● **To be done**
Print each of the entries exactly, leaving nothing out.
········
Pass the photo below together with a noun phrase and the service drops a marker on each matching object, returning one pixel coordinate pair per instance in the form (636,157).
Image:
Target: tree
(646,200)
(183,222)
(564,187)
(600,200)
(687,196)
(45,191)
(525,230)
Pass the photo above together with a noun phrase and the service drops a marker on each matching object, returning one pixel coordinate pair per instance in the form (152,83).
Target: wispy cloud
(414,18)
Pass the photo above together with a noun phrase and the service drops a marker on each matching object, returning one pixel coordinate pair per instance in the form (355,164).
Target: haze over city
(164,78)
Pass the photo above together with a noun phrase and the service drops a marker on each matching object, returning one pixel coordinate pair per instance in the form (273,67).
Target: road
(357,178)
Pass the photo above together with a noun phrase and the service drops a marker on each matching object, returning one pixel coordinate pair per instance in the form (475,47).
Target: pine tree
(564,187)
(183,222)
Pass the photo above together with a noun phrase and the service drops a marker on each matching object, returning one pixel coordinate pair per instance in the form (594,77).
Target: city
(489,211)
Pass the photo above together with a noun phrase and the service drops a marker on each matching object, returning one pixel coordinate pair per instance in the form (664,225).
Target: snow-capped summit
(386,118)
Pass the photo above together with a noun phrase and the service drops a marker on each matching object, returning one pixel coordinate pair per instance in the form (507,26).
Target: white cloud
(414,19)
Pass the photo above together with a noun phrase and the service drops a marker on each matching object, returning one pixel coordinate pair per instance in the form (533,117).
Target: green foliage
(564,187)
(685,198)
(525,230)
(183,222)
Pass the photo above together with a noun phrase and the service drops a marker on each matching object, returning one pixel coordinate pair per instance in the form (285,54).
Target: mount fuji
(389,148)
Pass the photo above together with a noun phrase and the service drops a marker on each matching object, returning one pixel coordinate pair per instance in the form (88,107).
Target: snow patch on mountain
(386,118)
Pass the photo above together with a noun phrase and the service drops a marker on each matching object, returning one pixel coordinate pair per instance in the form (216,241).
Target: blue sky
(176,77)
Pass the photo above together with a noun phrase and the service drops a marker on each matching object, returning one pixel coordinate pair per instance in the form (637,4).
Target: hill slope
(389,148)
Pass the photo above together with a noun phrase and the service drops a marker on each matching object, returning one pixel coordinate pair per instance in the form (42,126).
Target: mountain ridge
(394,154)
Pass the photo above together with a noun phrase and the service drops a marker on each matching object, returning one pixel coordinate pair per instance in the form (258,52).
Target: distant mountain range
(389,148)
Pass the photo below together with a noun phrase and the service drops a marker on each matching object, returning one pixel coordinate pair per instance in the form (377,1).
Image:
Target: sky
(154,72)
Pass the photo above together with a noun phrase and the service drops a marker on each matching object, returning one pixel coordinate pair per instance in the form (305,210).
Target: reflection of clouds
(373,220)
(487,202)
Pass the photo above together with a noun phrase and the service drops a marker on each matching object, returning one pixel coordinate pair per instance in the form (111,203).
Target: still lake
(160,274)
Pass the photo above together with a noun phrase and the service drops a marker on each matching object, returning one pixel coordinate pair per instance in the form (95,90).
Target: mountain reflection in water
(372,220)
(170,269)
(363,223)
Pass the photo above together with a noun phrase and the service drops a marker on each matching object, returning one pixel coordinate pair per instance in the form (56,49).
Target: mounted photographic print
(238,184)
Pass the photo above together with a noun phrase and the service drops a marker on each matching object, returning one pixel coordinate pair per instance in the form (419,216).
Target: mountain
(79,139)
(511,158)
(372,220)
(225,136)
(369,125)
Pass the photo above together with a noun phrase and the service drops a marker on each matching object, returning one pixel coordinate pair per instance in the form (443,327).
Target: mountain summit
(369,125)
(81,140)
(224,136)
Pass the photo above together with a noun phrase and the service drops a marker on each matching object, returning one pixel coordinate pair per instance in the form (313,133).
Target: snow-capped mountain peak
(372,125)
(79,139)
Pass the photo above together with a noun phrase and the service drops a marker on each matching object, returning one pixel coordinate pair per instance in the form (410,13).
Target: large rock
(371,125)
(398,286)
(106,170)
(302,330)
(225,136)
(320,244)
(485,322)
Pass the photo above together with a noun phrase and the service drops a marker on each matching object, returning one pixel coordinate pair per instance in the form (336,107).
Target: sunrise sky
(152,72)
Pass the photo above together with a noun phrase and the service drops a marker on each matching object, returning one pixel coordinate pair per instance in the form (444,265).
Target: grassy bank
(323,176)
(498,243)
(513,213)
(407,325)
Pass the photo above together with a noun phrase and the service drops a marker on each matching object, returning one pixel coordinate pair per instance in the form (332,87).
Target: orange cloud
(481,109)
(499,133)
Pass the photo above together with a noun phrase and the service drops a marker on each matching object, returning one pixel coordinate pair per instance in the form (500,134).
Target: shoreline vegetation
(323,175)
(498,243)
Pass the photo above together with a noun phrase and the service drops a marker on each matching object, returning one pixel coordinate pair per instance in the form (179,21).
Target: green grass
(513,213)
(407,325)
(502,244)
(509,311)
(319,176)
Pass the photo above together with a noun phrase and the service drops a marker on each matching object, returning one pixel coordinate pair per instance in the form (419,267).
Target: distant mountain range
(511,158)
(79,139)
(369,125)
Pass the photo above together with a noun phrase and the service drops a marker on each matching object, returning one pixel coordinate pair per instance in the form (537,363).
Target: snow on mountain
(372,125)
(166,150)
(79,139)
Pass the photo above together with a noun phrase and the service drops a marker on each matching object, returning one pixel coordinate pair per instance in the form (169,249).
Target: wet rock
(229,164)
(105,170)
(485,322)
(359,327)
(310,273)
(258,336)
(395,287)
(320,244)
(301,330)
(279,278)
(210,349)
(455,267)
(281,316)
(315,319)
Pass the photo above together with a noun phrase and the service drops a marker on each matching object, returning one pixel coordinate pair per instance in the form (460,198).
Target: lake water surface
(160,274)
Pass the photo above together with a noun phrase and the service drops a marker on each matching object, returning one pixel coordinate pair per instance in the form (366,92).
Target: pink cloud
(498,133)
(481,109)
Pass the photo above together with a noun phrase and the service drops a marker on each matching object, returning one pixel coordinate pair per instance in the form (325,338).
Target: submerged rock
········
● **Solved exercise**
Pass the photo below together with a noun phrase and the service drops a marker on each matching object, returning one pixel coordinate pair per instance in the form (636,157).
Image:
Target: tree
(646,200)
(183,222)
(564,187)
(600,200)
(687,196)
(45,191)
(525,230)
Pass the photo above together with a noun phrase and the service drops a marker on each matching object, returning one pixel coordinate pair per instance in the form (152,83).
Target: wispy cloud
(414,18)
Pass the photo above together with a noun phrase and the service drops a marker on each matching object, returning one pixel coordinate pair per instance in the form (355,164).
Target: haze over city
(164,78)
Pass the photo above together with a noun phrase and the service drops a marker on each matching object, returning one pixel coordinate pair per instance in the form (273,67).
Target: road
(357,178)
Pass the photo above together with a noun phrase and the service drops a marker on each matching object, returning one pixel coordinate pair per instance in the form (475,47).
Target: pine tree
(564,187)
(183,222)
Pass the photo above together with a noun phrase and the service drops a marker on each matching object, returning one pixel coordinate pair per instance in the form (594,77).
Target: city
(489,211)
Pass the photo above together with a noun phrase and the service drops a marker on each matching object, returning one pixel coordinate pair per instance in the form (664,225).
Target: snow-capped summit
(386,118)
Pass the photo above together with a noun phrase and the service drops a marker on each matching object, returning one pixel coordinate pair per instance in the form (507,26).
Target: white cloud
(414,19)
Pass the photo above together with a noun phrase and the service drops a marker on each matching object, returning one pixel coordinate pair per instance in the form (533,117).
Target: green foliage
(564,187)
(685,198)
(525,230)
(183,222)
Pass the photo above together with a noun phrase and the service drops a marker on each matching object, returning one pixel coordinate pair per instance in the form (285,54).
Target: mount fuji
(389,148)
Pass the photo above together with a noun phrase and the service drops a marker on each matching object, returning one pixel coordinate pair per instance in the form (88,107).
Target: snow patch on mountain
(386,118)
Pass the photo above together with a noun phrase and the service drops a marker on each matching object, returning one pixel coordinate pair per instance in the form (216,241).
Target: blue sky
(176,77)
Pass the photo above together with a noun phrase and the service drops a marker on each matching object, returning one pixel coordinate pair per instance in the form (637,4).
Target: hill slope
(389,148)
Pass the photo above together with a noun phrase and the service drops a marker on each matching object, returning one pixel coordinate pair per instance in the form (42,126).
Target: mountain ridge
(394,154)
Pass the photo above together with a noun phrase and the service drops a marker on each matching object, returning one pixel coordinate pair per instance in the form (258,52).
Target: distant mountain range
(389,148)
Pass the photo below together with a noun phrase and the service drops a marker on each matching object, returning one pixel coordinate pair per instance in the form (377,1).
Image:
Target: sky
(154,72)
Pass the photo above together with a noun phrase and the service drops a marker on each matching object, returning one pixel coordinate pair per instance in the form (305,210).
Target: reflection of clouds
(373,220)
(487,202)
Pass the photo above together with a noun phrase and the service drops a marker on each matching object, returning one pixel coordinate pair per instance in the form (111,203).
Target: still lake
(160,274)
Pass the photo above together with a noun phrase and the service drops a marker on each matching object, returning one pixel coordinate pair per instance in the form (95,90).
Target: mountain reflection in water
(372,220)
(170,269)
(363,223)
Pass the photo above together with a noun phrase and the service drops a marker on each matching object, returning one pixel coordinate pair per instance in the form (56,49).
Target: mounted photographic print
(238,184)
Pass the photo above together with a noun phrase and the service drops a marker on each matching object, returning one pixel coordinate pair per instance in the form (419,216).
Target: mountain
(79,139)
(511,158)
(372,220)
(225,136)
(369,125)
Pass the photo above together with a noun phrase and the service drops a marker on each matching object, returning one pixel coordinate pair per instance in the form (443,327).
Target: mountain summit
(369,125)
(81,140)
(224,136)
Pass the photo above together with a noun phrase and the service drops a marker on each matching object, returning one pixel coordinate pair per instance in the form (313,133).
Target: snow-capped mountain peak
(372,125)
(79,139)
Pass the photo above together with a noun phrase and the service drops a marker on each matching object, returning one pixel coordinate pair per instance in the form (410,13).
Target: large rock
(371,125)
(398,286)
(106,170)
(302,330)
(225,136)
(320,244)
(485,322)
Pass the photo above together with a noun phrase and the service drops a marker on each matching object, returning one pixel coordinate pair per instance in the form (336,107).
Target: sunrise sky
(152,72)
Pass the photo above together with a noun phrase and the service drops a marker on each matching object, returning one pixel coordinate pair per instance in the form (444,265).
Target: grassy bank
(323,176)
(498,243)
(513,213)
(407,325)
Pass the photo above together with a noun phrase and the service drops a marker on each matching object, returning one pixel coordinate pair per instance in the form (332,87).
Target: orange cloud
(481,109)
(499,133)
Pass the photo above together with a noun phrase and the service drops a marker on each matching object, returning one pixel coordinate pair per instance in the form (500,134).
Target: shoreline vegetation
(323,175)
(498,243)
Pass the photo above together with a noun phrase and the service drops a marker on each matching object, returning one pixel coordinate pair per instance in the form (179,21).
Target: green grass
(513,213)
(407,325)
(502,244)
(509,311)
(319,176)
Pass the photo above together with a noun phrase and the service drops a marker on each matching object, returning one pixel coordinate pair per instance in the form (419,267).
Target: distant mountain range
(511,158)
(79,139)
(369,125)
Pass the photo above together with a noun phrase and the service drops a marker on each matching object, returning one pixel coordinate pair per instance in the form (537,363).
Target: snow on mountain
(372,125)
(166,150)
(79,139)
Pass the photo above together with a noun phrase and the service drops a marker on each matching object, returning one pixel coordinate pair per instance in the form (169,249).
Target: wet rock
(229,164)
(105,170)
(485,322)
(359,327)
(310,273)
(258,336)
(395,287)
(320,244)
(301,330)
(279,278)
(210,349)
(455,267)
(281,316)
(315,319)
Pass the photo above together with a noun phrase and the service drops a marker on each matching object, returning one pixel coordinate pair per instance in the form (460,198).
Target: lake water surface
(160,274)
Pass the photo above together with a noun phrase and the service drops a marker on each matching object, returning one pixel coordinate pair per instance in the form (366,92).
Target: pink cloud
(498,133)
(481,109)
Pass the photo above together with a noun phrase and the service drops a marker on each matching object, returning one pixel coordinate pair per instance in the form (325,338).
Target: submerged rock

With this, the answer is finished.